> [Task brief]: Rewrite all the items below with "drop a point" changed to "place a marker" and nothing else altered. Leave the pictures out of your answer.

Dataset rows on where objects show up:
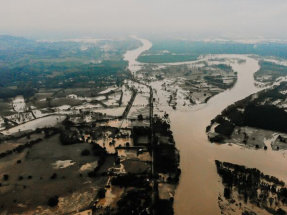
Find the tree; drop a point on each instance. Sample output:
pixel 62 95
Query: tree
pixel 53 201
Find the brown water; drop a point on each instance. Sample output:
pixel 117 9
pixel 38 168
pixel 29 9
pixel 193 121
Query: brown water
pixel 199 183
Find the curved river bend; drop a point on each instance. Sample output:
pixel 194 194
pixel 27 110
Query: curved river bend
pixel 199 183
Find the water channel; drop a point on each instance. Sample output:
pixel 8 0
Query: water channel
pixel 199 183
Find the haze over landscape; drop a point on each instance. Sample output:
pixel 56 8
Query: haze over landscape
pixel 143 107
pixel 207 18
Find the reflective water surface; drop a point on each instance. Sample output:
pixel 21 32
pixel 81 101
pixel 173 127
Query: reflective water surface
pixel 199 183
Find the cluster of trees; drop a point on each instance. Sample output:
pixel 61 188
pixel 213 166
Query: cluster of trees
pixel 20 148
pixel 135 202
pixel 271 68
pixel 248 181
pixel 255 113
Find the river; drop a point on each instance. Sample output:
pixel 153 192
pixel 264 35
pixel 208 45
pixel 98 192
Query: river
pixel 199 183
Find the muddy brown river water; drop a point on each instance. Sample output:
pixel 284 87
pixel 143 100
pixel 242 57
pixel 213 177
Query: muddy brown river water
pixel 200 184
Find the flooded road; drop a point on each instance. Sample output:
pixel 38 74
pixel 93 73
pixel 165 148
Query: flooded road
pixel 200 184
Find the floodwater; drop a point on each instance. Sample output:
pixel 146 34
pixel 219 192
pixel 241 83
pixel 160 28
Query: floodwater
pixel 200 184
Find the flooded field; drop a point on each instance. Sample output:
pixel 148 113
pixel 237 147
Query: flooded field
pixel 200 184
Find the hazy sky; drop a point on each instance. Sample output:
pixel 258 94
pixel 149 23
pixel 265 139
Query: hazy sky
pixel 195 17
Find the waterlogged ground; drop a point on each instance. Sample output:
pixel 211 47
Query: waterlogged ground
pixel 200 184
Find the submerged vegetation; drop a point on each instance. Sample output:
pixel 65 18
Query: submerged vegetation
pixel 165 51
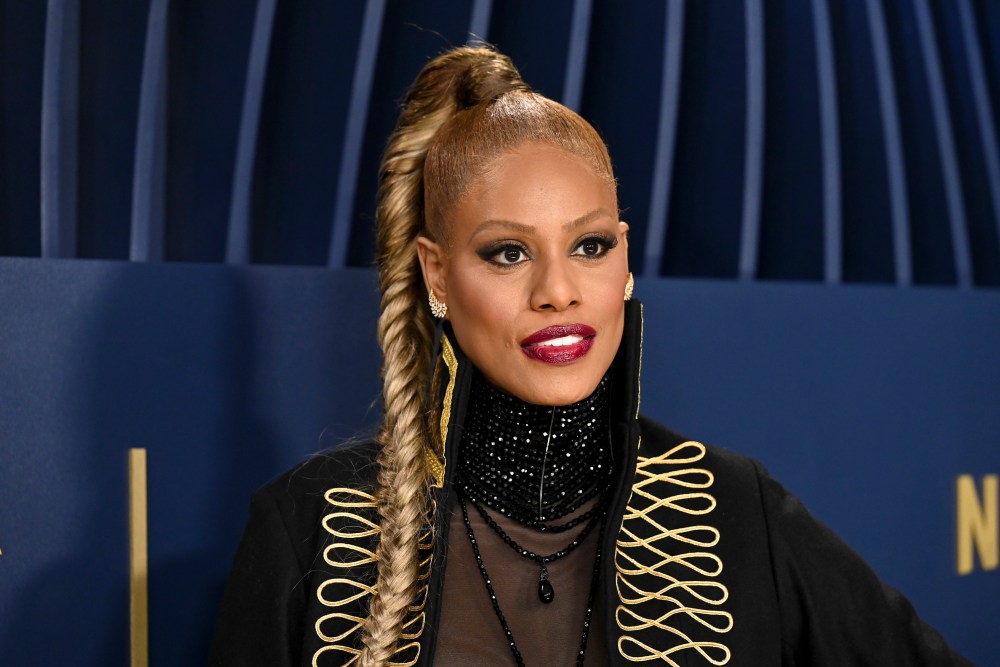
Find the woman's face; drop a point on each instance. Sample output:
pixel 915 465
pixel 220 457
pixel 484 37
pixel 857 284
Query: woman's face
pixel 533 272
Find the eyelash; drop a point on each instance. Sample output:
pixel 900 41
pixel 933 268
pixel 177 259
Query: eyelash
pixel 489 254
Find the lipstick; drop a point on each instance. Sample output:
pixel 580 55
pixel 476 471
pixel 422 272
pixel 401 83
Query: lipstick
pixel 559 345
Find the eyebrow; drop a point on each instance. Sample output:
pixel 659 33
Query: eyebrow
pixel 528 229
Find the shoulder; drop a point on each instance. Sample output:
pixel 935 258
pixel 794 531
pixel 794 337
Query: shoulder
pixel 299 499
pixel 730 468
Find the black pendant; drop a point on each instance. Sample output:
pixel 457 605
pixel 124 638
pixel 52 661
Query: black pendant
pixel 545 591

> [Problem solution]:
Find the tree; place a marker on each instance. Sample output:
pixel 62 95
Query: tree
pixel 53 201
Find the brown water; place a marker on each instance. Sample output:
pixel 117 9
pixel 38 168
pixel 29 9
pixel 193 121
Query: brown water
pixel 199 183
Find the curved river bend; place a marker on each instance. Sample output:
pixel 194 194
pixel 27 110
Query: curved river bend
pixel 199 183
Find the water channel; place a marker on each instance. Sample output:
pixel 8 0
Query: water channel
pixel 199 183
Find the haze over landscape; place a marker on each instance. Sample output:
pixel 56 8
Query: haze over landscape
pixel 143 107
pixel 207 18
Find the reflective water surface; place a marker on each instance. Sample output:
pixel 21 32
pixel 81 101
pixel 173 127
Query: reflective water surface
pixel 199 183
Find the cluster of trees; place a marker on each instance. Sample output:
pixel 61 188
pixel 213 166
Query: cluster of trees
pixel 20 148
pixel 135 202
pixel 271 68
pixel 248 181
pixel 255 113
Find the river; place a marker on each instance. Sample output:
pixel 153 192
pixel 264 35
pixel 208 45
pixel 98 192
Query: river
pixel 199 183
Find the muddy brown river water; place a marker on each instance. Sample output:
pixel 284 87
pixel 143 100
pixel 242 57
pixel 213 177
Query: muddy brown river water
pixel 200 184
Find the flooded road; place a marker on each instance. Sample output:
pixel 38 74
pixel 93 73
pixel 165 148
Query: flooded road
pixel 200 184
Find the floodwater; place a marker on each instance. Sample output:
pixel 146 34
pixel 219 192
pixel 241 83
pixel 160 28
Query: floodwater
pixel 200 184
Find the flooded field; place a marker on each instance. Sample output:
pixel 148 113
pixel 237 147
Query: flooded field
pixel 200 184
Find the hazy sky; place a marker on each instance. Sample output:
pixel 258 94
pixel 149 23
pixel 265 139
Query: hazy sky
pixel 195 17
Find the waterlogged ground; place a marker on each instance. Sample output:
pixel 211 47
Query: waterlogged ground
pixel 200 184
Find the submerged vegetation; place a marker on each instance. Sample output:
pixel 65 18
Query: submerged vegetation
pixel 165 51
Find the woman's face; place a marker on each instance. Sample output:
pixel 915 465
pixel 220 457
pixel 484 37
pixel 857 284
Query: woman's face
pixel 533 272
Find the eyelash; place a marker on each instance. Sample output:
pixel 900 41
pixel 933 268
pixel 177 259
Query: eyelash
pixel 489 254
Find the lipstick; place a marker on each instance. Sample output:
pixel 580 55
pixel 476 471
pixel 422 272
pixel 401 83
Query: lipstick
pixel 559 345
Find the eyebrow; place a marker on each instance. Sample output:
pixel 659 33
Query: eyebrow
pixel 528 229
Find the shoulder; place a marker on each instance. Sample output:
pixel 935 258
pixel 794 531
pixel 794 337
Query: shoulder
pixel 299 499
pixel 730 468
Find the black pendant; place a marker on each instance. Sample output:
pixel 457 605
pixel 124 638
pixel 52 661
Query: black pendant
pixel 545 591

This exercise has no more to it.